* [Task item] Continue the Inkberry blog entries below, picking up after the final paragraph about the Appalachian Bean.
==== Document section ====
Good things will come out of the meeting, for sure. For one thing, MassPoP is poised to do some really good work. For another, it was sweet to see Inkberry be the meeting-place where lovers and writers of poetry from around the region could gather, share a meal and conversation, and leave fortified for the important work of making our poems come to life.


We’ve hit the bigtime!

February 1, 2006

Today came irrefutable evidence that Inkberry’s hit the bigtime: there’s a coffee drink named after us.

I hit the Cup & Saucer this morning on my way to work, meaning to get a simple cup of joe to fortify me for my day, but when I saw the Inkberry Au L(a)it on their board I had to order one.

It’s a mocha café au lait with a hint of raspberry (better that than a hint of actual inkberry, since I don’t think inkberries are edible) and a drizzle of raspberry on top. (Whipped cream optional.) It’s sweet. It’s chocolatey. It’s delicious.

And it’s yet another reason to frequent our new java joint. Where we returned for lunch — Emily, Linda, Angela and I had a lunch meeting to talk about our fifth anniversary Inkstravaganza, so naturally we headed across the street to C&S, where I took great delight in pointing out our new beverage on the chalkboard.

Thanks, Cup & Saucer. (And hey, if you’re reading this and you live locally, drop in and try one! Mmmm…delicious.)


There’s a new place in town!

January 4, 2006

Those of you who don’t live in small towns may not completely understand the excitement that prevails when a new eatery opens its doors around here. I still remember when the Thai place opened in Williamstown, the next town over from here; for weeks, any time one ran into a friend or acquaintance, the question was not “how are you?” but “have you been to the new Thai place yet?” We take our restaurants seriously here in northern Berkshire.

So believe me when I say I almost jumped for joy when I saw that Cup and Saucer had finally opened, right across the street from Inkberry central.

The place that now houses Cup and Saucer used to be the Appalachian Bean. We held a reading there last March, which was great fun. They weren’t the best joint in town, but they were convenient, and friendly, and everybody liked having them there.
==== The data ====
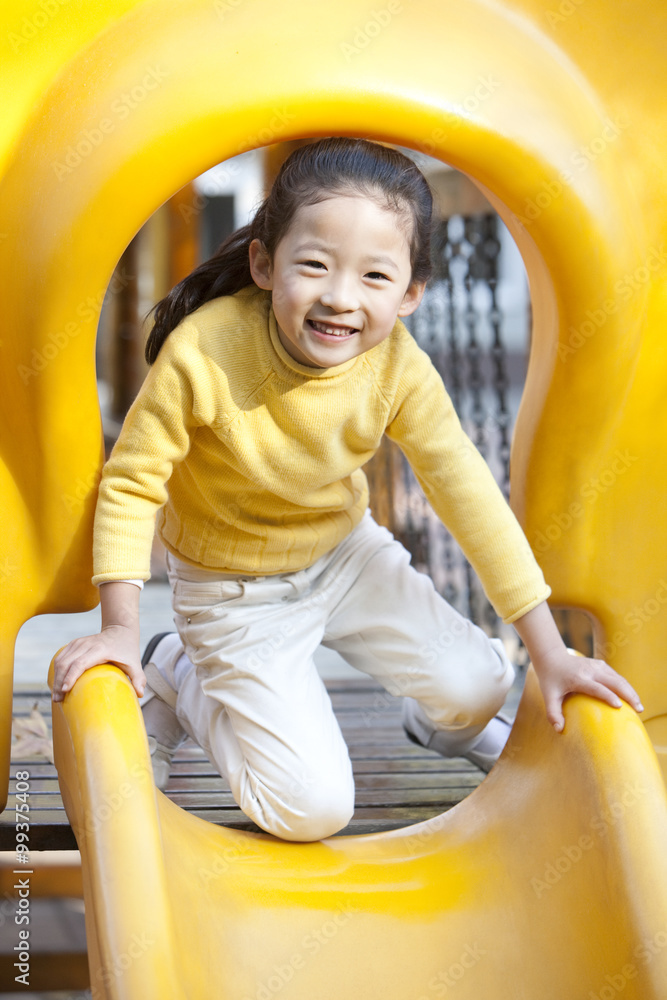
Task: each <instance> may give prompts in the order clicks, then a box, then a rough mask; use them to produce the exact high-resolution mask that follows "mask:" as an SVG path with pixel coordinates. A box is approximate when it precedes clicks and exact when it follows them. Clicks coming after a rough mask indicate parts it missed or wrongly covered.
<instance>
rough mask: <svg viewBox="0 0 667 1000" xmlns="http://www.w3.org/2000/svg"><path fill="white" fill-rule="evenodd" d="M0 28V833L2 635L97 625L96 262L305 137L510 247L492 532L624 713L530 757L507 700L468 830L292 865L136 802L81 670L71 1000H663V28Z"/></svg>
====
* [Task response]
Until they went out of business last summer. Brown paper immediately went up, covering the windows, along with a “Coming soon: cup and saucer!” sign. First it said “Coming soon: October,” then that was scratched out and it said “Coming soon: November,” and by December I had more-or-less given up hope that we would ever see a coffee shop in the old Bean space again.

But lo and behold, the place is open! So Jill and I took our two new interns, Elizabeth and Ann-Louise, there for a celebratory lunch.

The space is as wide-open and echo-y as ever. They spiffed up the paint, and put blue oilcloth on the tables. On the back wall, they’ve painted their logo above a small stage which currently sports several tall stools. (Could folk music and improv comedy be in our future?) And, best of all, the food is good. I had a cup of “Fire and Rice with Chicken” soup, a southwestern delight filled with sundried tomatoes, roasted peppers, chicken and rice. (I wouldn’t call it “fire,” myself, but it had good flavor to it — and hey, I come from Texas, so I may have unorthodox notions about what constitutes spicy food.) Jill and I shared a roast beef sandwich, which turned out to be grilled, and quite delightful.

I’m a big fan of Brewhaha, around the corner on Marshall Street, and I intend to keep going there. I love their food, their coffee, their décor, and the people who run the place. But Brewhaha isn’t open on Wednesdays, and that’s one of my two North Adams days each week. Something tells me I’ve found my new Wednesday lunch joint.

Sitting in the Inkberry classroom, stickering calendars with address labels, I can gaze across the street into the windows of the Cup and Saucer. One of these days I might have to head over for a cup of hazelnut coffee and a slice of that chocolate lava cake. Huzzah.